Dane źródłowe:
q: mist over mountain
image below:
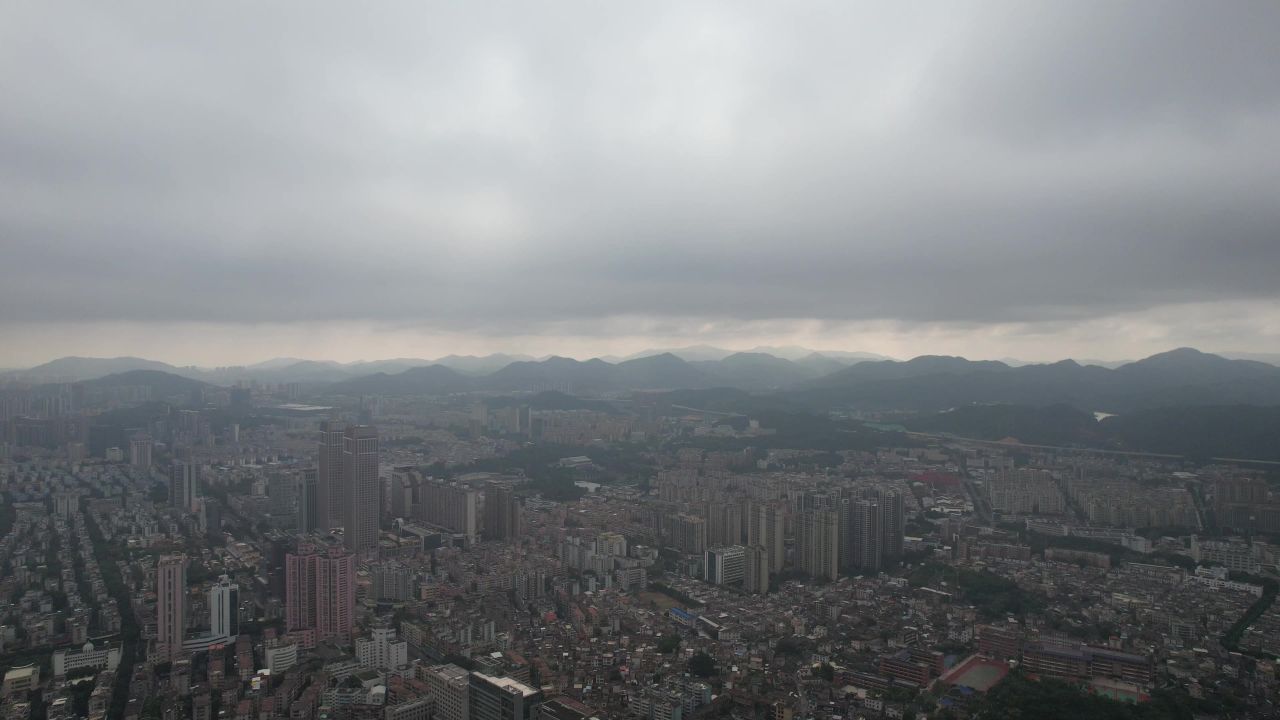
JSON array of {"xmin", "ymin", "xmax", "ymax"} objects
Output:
[{"xmin": 6, "ymin": 348, "xmax": 1280, "ymax": 414}]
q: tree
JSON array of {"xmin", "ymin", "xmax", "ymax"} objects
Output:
[{"xmin": 689, "ymin": 651, "xmax": 716, "ymax": 678}]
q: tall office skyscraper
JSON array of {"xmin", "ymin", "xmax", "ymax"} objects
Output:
[
  {"xmin": 297, "ymin": 468, "xmax": 320, "ymax": 533},
  {"xmin": 484, "ymin": 483, "xmax": 522, "ymax": 541},
  {"xmin": 840, "ymin": 487, "xmax": 905, "ymax": 571},
  {"xmin": 156, "ymin": 555, "xmax": 187, "ymax": 660},
  {"xmin": 417, "ymin": 480, "xmax": 480, "ymax": 546},
  {"xmin": 470, "ymin": 673, "xmax": 543, "ymax": 720},
  {"xmin": 703, "ymin": 544, "xmax": 746, "ymax": 585},
  {"xmin": 742, "ymin": 544, "xmax": 769, "ymax": 594},
  {"xmin": 209, "ymin": 575, "xmax": 239, "ymax": 641},
  {"xmin": 426, "ymin": 665, "xmax": 471, "ymax": 720},
  {"xmin": 169, "ymin": 448, "xmax": 200, "ymax": 512},
  {"xmin": 796, "ymin": 510, "xmax": 840, "ymax": 580},
  {"xmin": 881, "ymin": 491, "xmax": 906, "ymax": 560},
  {"xmin": 849, "ymin": 500, "xmax": 884, "ymax": 571},
  {"xmin": 342, "ymin": 425, "xmax": 383, "ymax": 552},
  {"xmin": 316, "ymin": 420, "xmax": 347, "ymax": 532},
  {"xmin": 129, "ymin": 434, "xmax": 151, "ymax": 470},
  {"xmin": 746, "ymin": 503, "xmax": 787, "ymax": 573},
  {"xmin": 284, "ymin": 543, "xmax": 356, "ymax": 642},
  {"xmin": 707, "ymin": 502, "xmax": 742, "ymax": 546}
]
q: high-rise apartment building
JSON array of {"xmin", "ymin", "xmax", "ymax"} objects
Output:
[
  {"xmin": 422, "ymin": 665, "xmax": 471, "ymax": 720},
  {"xmin": 297, "ymin": 468, "xmax": 320, "ymax": 533},
  {"xmin": 742, "ymin": 544, "xmax": 769, "ymax": 594},
  {"xmin": 470, "ymin": 673, "xmax": 543, "ymax": 720},
  {"xmin": 666, "ymin": 512, "xmax": 707, "ymax": 555},
  {"xmin": 209, "ymin": 575, "xmax": 239, "ymax": 641},
  {"xmin": 840, "ymin": 487, "xmax": 905, "ymax": 571},
  {"xmin": 417, "ymin": 479, "xmax": 480, "ymax": 544},
  {"xmin": 342, "ymin": 425, "xmax": 381, "ymax": 552},
  {"xmin": 129, "ymin": 436, "xmax": 152, "ymax": 470},
  {"xmin": 156, "ymin": 555, "xmax": 187, "ymax": 660},
  {"xmin": 284, "ymin": 543, "xmax": 356, "ymax": 642},
  {"xmin": 847, "ymin": 498, "xmax": 884, "ymax": 571},
  {"xmin": 796, "ymin": 510, "xmax": 840, "ymax": 580},
  {"xmin": 595, "ymin": 533, "xmax": 627, "ymax": 557},
  {"xmin": 356, "ymin": 628, "xmax": 408, "ymax": 670},
  {"xmin": 390, "ymin": 468, "xmax": 421, "ymax": 518},
  {"xmin": 707, "ymin": 502, "xmax": 742, "ymax": 546},
  {"xmin": 484, "ymin": 483, "xmax": 522, "ymax": 541},
  {"xmin": 316, "ymin": 420, "xmax": 347, "ymax": 532},
  {"xmin": 703, "ymin": 544, "xmax": 746, "ymax": 585},
  {"xmin": 169, "ymin": 448, "xmax": 200, "ymax": 512},
  {"xmin": 746, "ymin": 503, "xmax": 787, "ymax": 573}
]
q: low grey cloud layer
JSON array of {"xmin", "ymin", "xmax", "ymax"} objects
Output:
[{"xmin": 0, "ymin": 3, "xmax": 1280, "ymax": 360}]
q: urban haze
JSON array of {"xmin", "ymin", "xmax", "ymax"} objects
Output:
[{"xmin": 0, "ymin": 0, "xmax": 1280, "ymax": 720}]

Zadanie:
Czy możesz przepisać całe zestawienie, zamieniając każde „Output” na „Result”, a resztę zostawiając bez zmian? Obrazy pomiń w odpowiedzi.

Rozwiązanie:
q: mist over mountain
image below:
JSON array of {"xmin", "ymin", "xmax", "ymax"} objects
Result:
[{"xmin": 6, "ymin": 348, "xmax": 1280, "ymax": 414}]
q: tree
JSON array of {"xmin", "ymin", "xmax", "ymax"} objects
Result:
[{"xmin": 689, "ymin": 651, "xmax": 716, "ymax": 678}]
q: tall office skyscraper
JSON array of {"xmin", "ymin", "xmax", "ymax"} objects
Result:
[
  {"xmin": 297, "ymin": 468, "xmax": 320, "ymax": 533},
  {"xmin": 484, "ymin": 483, "xmax": 522, "ymax": 541},
  {"xmin": 840, "ymin": 487, "xmax": 905, "ymax": 571},
  {"xmin": 156, "ymin": 555, "xmax": 187, "ymax": 660},
  {"xmin": 417, "ymin": 480, "xmax": 480, "ymax": 546},
  {"xmin": 470, "ymin": 673, "xmax": 543, "ymax": 720},
  {"xmin": 703, "ymin": 544, "xmax": 746, "ymax": 585},
  {"xmin": 742, "ymin": 544, "xmax": 769, "ymax": 594},
  {"xmin": 209, "ymin": 575, "xmax": 239, "ymax": 641},
  {"xmin": 426, "ymin": 665, "xmax": 471, "ymax": 720},
  {"xmin": 169, "ymin": 448, "xmax": 200, "ymax": 512},
  {"xmin": 796, "ymin": 510, "xmax": 840, "ymax": 580},
  {"xmin": 881, "ymin": 491, "xmax": 906, "ymax": 560},
  {"xmin": 849, "ymin": 500, "xmax": 884, "ymax": 571},
  {"xmin": 342, "ymin": 425, "xmax": 383, "ymax": 552},
  {"xmin": 316, "ymin": 420, "xmax": 347, "ymax": 532},
  {"xmin": 129, "ymin": 434, "xmax": 151, "ymax": 470},
  {"xmin": 746, "ymin": 503, "xmax": 787, "ymax": 573},
  {"xmin": 284, "ymin": 543, "xmax": 356, "ymax": 642},
  {"xmin": 707, "ymin": 502, "xmax": 742, "ymax": 546}
]
q: high-rise apartment building
JSON array of {"xmin", "ymin", "xmax", "ymax"} objects
Result:
[
  {"xmin": 422, "ymin": 665, "xmax": 471, "ymax": 720},
  {"xmin": 297, "ymin": 468, "xmax": 320, "ymax": 533},
  {"xmin": 742, "ymin": 544, "xmax": 769, "ymax": 594},
  {"xmin": 470, "ymin": 673, "xmax": 543, "ymax": 720},
  {"xmin": 666, "ymin": 512, "xmax": 707, "ymax": 555},
  {"xmin": 209, "ymin": 575, "xmax": 239, "ymax": 641},
  {"xmin": 840, "ymin": 487, "xmax": 905, "ymax": 571},
  {"xmin": 417, "ymin": 479, "xmax": 480, "ymax": 544},
  {"xmin": 342, "ymin": 425, "xmax": 381, "ymax": 552},
  {"xmin": 129, "ymin": 436, "xmax": 152, "ymax": 470},
  {"xmin": 156, "ymin": 555, "xmax": 187, "ymax": 660},
  {"xmin": 284, "ymin": 543, "xmax": 356, "ymax": 642},
  {"xmin": 847, "ymin": 498, "xmax": 884, "ymax": 571},
  {"xmin": 796, "ymin": 510, "xmax": 840, "ymax": 580},
  {"xmin": 595, "ymin": 533, "xmax": 627, "ymax": 557},
  {"xmin": 356, "ymin": 628, "xmax": 408, "ymax": 670},
  {"xmin": 390, "ymin": 468, "xmax": 421, "ymax": 518},
  {"xmin": 707, "ymin": 502, "xmax": 742, "ymax": 546},
  {"xmin": 484, "ymin": 483, "xmax": 522, "ymax": 541},
  {"xmin": 316, "ymin": 420, "xmax": 347, "ymax": 532},
  {"xmin": 703, "ymin": 544, "xmax": 746, "ymax": 585},
  {"xmin": 169, "ymin": 448, "xmax": 200, "ymax": 512},
  {"xmin": 746, "ymin": 503, "xmax": 787, "ymax": 573}
]
q: low grey cloud layer
JSON array of {"xmin", "ymin", "xmax", "ymax"} objects
Result:
[{"xmin": 0, "ymin": 3, "xmax": 1280, "ymax": 360}]
q: urban haze
JSON array of {"xmin", "ymin", "xmax", "ymax"} objects
Result:
[{"xmin": 0, "ymin": 0, "xmax": 1280, "ymax": 720}]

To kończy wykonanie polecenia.